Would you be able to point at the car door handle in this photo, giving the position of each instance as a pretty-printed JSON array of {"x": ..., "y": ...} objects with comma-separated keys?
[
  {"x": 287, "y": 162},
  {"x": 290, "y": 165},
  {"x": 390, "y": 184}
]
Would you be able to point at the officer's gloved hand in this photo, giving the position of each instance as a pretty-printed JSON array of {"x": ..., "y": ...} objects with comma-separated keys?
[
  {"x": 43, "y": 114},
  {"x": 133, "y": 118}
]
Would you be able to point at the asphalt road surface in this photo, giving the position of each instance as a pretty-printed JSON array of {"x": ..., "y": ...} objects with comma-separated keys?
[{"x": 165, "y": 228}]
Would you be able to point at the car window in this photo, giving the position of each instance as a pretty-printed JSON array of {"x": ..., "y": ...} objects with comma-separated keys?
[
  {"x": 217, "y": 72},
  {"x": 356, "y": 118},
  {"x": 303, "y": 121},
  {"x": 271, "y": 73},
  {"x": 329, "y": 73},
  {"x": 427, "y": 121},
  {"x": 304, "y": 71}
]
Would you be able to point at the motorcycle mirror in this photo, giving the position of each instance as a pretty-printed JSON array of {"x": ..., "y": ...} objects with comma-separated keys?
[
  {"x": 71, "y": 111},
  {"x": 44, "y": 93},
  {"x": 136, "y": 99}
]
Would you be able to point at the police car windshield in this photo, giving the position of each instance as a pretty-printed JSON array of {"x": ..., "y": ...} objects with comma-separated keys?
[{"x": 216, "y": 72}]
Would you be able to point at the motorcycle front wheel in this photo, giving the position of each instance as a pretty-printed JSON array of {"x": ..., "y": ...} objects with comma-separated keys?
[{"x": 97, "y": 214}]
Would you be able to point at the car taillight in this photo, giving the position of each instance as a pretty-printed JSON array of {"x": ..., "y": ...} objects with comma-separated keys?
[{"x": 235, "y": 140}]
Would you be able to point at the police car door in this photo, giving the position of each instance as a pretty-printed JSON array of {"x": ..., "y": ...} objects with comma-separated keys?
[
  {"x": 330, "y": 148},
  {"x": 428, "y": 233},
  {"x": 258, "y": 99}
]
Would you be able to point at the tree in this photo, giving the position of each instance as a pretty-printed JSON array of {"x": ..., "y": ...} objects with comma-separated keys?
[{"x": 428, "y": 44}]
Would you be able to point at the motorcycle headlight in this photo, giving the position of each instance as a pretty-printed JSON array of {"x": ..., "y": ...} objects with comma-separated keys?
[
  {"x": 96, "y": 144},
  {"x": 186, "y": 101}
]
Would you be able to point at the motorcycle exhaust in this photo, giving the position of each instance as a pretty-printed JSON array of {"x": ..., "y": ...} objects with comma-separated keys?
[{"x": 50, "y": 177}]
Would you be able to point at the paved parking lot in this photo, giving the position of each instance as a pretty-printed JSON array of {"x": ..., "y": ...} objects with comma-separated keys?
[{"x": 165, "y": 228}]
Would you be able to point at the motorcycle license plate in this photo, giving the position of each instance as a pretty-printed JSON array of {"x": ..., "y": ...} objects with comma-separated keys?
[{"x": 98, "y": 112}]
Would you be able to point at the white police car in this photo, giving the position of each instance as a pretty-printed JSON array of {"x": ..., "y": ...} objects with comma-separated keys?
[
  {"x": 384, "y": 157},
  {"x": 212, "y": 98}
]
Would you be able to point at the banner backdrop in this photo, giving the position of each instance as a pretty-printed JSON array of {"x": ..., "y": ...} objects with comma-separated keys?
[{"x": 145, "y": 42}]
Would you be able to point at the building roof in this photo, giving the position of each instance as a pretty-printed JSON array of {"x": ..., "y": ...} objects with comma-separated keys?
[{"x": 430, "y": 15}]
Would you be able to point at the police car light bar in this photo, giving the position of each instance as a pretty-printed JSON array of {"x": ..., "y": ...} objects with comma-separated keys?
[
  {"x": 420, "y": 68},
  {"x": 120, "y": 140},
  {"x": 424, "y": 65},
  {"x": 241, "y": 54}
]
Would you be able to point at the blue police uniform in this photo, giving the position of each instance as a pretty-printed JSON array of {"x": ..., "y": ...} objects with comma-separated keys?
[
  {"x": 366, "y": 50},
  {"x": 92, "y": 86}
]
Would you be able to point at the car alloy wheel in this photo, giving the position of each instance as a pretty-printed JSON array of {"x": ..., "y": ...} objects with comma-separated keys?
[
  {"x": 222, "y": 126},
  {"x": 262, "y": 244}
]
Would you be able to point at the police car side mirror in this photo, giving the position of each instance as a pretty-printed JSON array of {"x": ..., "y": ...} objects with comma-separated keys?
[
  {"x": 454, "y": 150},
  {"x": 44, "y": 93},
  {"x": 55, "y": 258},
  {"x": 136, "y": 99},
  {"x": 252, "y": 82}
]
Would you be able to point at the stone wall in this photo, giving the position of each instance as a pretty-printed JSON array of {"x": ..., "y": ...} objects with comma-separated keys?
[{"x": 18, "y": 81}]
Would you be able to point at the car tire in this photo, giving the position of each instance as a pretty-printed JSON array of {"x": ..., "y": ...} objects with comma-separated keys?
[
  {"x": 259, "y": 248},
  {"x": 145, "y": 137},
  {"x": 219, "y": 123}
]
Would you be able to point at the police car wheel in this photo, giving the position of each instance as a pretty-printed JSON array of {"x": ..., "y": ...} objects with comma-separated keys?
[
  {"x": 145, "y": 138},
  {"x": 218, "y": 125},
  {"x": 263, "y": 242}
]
+ + + + + + +
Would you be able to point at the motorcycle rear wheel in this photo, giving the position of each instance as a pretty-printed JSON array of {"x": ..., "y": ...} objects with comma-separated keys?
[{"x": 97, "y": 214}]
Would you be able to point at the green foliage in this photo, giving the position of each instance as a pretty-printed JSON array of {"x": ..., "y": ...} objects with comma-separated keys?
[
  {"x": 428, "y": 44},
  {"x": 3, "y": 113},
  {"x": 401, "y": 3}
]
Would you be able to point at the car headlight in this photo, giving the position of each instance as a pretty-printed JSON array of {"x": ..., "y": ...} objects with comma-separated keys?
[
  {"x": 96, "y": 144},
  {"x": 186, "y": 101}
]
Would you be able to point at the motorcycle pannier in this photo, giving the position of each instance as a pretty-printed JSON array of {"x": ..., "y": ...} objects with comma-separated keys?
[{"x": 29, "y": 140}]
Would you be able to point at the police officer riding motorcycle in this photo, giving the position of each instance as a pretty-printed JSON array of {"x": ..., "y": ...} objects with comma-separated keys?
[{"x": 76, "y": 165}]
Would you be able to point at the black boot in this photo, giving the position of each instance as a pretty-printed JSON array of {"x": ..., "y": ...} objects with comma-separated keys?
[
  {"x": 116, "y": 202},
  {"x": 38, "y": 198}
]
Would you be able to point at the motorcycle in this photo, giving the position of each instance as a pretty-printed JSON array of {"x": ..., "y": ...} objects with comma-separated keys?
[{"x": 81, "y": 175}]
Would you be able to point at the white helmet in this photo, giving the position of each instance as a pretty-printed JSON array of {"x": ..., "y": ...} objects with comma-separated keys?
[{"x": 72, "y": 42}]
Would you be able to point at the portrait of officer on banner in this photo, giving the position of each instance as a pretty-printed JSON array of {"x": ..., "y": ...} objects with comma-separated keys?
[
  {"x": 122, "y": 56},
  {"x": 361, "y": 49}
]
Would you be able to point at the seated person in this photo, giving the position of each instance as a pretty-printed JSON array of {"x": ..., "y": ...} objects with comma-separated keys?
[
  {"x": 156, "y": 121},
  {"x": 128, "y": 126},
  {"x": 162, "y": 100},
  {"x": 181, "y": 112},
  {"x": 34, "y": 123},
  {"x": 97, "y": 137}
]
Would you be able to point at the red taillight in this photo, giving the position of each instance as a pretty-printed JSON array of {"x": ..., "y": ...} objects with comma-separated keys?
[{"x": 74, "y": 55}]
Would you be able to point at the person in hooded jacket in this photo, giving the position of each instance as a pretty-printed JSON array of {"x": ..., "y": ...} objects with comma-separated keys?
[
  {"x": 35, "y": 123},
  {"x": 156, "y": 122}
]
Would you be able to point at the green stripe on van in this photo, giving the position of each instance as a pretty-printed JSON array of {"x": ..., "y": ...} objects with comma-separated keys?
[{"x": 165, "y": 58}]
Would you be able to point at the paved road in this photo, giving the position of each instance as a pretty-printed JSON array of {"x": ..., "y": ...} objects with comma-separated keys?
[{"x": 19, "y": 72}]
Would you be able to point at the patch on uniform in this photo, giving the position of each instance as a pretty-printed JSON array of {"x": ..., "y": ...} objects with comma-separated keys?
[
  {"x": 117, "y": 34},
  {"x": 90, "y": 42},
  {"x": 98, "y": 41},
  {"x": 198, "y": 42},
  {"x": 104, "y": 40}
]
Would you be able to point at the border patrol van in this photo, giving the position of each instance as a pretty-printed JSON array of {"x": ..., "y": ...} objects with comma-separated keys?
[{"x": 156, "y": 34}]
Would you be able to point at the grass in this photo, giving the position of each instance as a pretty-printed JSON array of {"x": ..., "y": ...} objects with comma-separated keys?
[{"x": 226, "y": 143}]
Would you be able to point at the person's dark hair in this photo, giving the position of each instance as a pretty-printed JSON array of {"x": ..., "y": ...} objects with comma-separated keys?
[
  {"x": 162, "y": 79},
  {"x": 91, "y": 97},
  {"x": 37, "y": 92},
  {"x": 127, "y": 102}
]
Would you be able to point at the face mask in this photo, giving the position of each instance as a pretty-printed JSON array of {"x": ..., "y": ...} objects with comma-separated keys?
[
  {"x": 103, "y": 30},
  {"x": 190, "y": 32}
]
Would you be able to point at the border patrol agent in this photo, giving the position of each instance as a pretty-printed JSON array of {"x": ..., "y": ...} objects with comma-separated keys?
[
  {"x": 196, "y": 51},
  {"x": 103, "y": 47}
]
+ + + + + + +
**What is asked:** Collect every line of the data above that contains the string "person".

**Written reply:**
Would you be able to point at the seated person in this photo, giving the position of each instance as a pretty-printed JSON array of {"x": ..., "y": ...} objects with comma-separated keys?
Would you be able to point at the person in hooded jacket in this photo, giving the position of each instance as a pretty-printed JSON array of {"x": ..., "y": ...} objects with comma-separated keys?
Would you be able to point at the person's dark hair in this photo, giving the position of each instance as a pretty-printed JSON array of {"x": ..., "y": ...} objects with comma-separated keys?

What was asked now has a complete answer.